_Materials provided_
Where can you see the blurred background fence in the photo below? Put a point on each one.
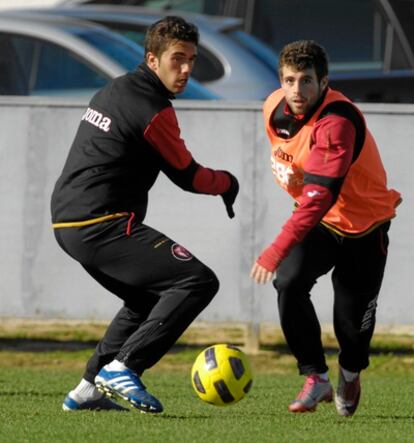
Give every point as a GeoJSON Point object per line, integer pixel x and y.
{"type": "Point", "coordinates": [40, 281]}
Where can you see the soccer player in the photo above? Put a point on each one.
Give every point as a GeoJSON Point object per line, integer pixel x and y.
{"type": "Point", "coordinates": [323, 155]}
{"type": "Point", "coordinates": [127, 135]}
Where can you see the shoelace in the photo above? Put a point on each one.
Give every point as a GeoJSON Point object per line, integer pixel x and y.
{"type": "Point", "coordinates": [311, 380]}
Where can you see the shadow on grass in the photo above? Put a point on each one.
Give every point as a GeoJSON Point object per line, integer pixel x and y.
{"type": "Point", "coordinates": [49, 345]}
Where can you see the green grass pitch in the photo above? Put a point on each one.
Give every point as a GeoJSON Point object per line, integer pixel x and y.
{"type": "Point", "coordinates": [34, 384]}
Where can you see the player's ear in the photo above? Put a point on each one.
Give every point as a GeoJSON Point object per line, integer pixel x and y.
{"type": "Point", "coordinates": [152, 60]}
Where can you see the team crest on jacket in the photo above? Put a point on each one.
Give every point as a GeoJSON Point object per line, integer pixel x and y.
{"type": "Point", "coordinates": [180, 253]}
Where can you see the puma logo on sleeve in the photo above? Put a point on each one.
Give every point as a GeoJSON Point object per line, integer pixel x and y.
{"type": "Point", "coordinates": [97, 119]}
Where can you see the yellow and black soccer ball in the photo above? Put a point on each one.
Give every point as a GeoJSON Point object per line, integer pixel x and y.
{"type": "Point", "coordinates": [221, 375]}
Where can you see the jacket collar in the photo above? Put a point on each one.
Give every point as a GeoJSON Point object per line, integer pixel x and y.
{"type": "Point", "coordinates": [153, 78]}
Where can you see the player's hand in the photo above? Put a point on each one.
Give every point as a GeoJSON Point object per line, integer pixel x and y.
{"type": "Point", "coordinates": [260, 274]}
{"type": "Point", "coordinates": [230, 195]}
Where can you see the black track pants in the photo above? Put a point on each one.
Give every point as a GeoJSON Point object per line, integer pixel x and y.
{"type": "Point", "coordinates": [163, 286]}
{"type": "Point", "coordinates": [358, 267]}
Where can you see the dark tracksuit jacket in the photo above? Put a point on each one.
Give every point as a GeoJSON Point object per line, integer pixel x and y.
{"type": "Point", "coordinates": [127, 135]}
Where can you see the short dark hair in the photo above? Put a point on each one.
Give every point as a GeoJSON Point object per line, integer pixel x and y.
{"type": "Point", "coordinates": [168, 30]}
{"type": "Point", "coordinates": [305, 54]}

_Instructions to follow_
All of the material above needs to be restated exactly, with no pictures.

_Exercise response_
Where can you see the blurred background fence in the photo below? Put a point on each one.
Give every point as a GeoJSON Point object per line, integer pixel x and y.
{"type": "Point", "coordinates": [40, 281]}
Where can you see the soccer player in the photo above? Put a point on each one.
Give every point as a GeoJSON Point object per line, integer pixel x and y.
{"type": "Point", "coordinates": [323, 155]}
{"type": "Point", "coordinates": [127, 135]}
Where can you see the shoelace in the photo above? Put a point on each one.
Give every point as a GeoJSON Point object per line, integer pixel x and y.
{"type": "Point", "coordinates": [311, 380]}
Where can you see the shadow on grass in the photo above? Put a point on each one.
Give every point as a GeoJSON Point object per line, integer pixel x and y.
{"type": "Point", "coordinates": [49, 345]}
Where can you see the green grass pitch in the photo above? Put a point on each one.
Give every point as a GeoJSON Point object per line, integer pixel x and y.
{"type": "Point", "coordinates": [34, 384]}
Where can you see the player's ear in the photo above? Put a point on each one.
Give every point as a GeoJSON Point object per line, integer pixel x and y.
{"type": "Point", "coordinates": [152, 60]}
Where can you see the team crest on jacket in the photo above? Put a point on each one.
Give every point as a GeoJSON Point object per line, integer pixel x and y.
{"type": "Point", "coordinates": [180, 253]}
Where can you see the puma logo on sleeve in the photo above? Put a point on each one.
Give every point as a GeoJSON Point object per line, integer pixel x and y.
{"type": "Point", "coordinates": [97, 119]}
Where can you see the yellow and black soccer ball in the photo above? Put a point on each one.
Give every point as a GeoJSON Point object per line, integer pixel x and y.
{"type": "Point", "coordinates": [221, 375]}
Where can you see the jacket collar in the photo above? Put a point on each one.
Give every point as a GeoJSON Point object per line, integer pixel x and y.
{"type": "Point", "coordinates": [153, 78]}
Where can you see the player's hand in the photo above? Put a point on each one.
Give every point as a GeoJSON Point object per line, integer pixel x and y.
{"type": "Point", "coordinates": [260, 274]}
{"type": "Point", "coordinates": [230, 195]}
Where can you see the black track pants in the photo above? Put a point on each one.
Give every point as a GeoJSON Point object per line, integer pixel x and y.
{"type": "Point", "coordinates": [163, 286]}
{"type": "Point", "coordinates": [358, 267]}
Where can you see the dark tracksuit jacket in the photo above? Put a point on each one.
Give every point as a GeoJSON Point object per line, integer pixel x and y.
{"type": "Point", "coordinates": [127, 135]}
Where can you see the short dark hair in the photo above? Put a point on each one.
Give every point as a GeoJSON Point object per line, integer pixel x and y.
{"type": "Point", "coordinates": [168, 30]}
{"type": "Point", "coordinates": [305, 54]}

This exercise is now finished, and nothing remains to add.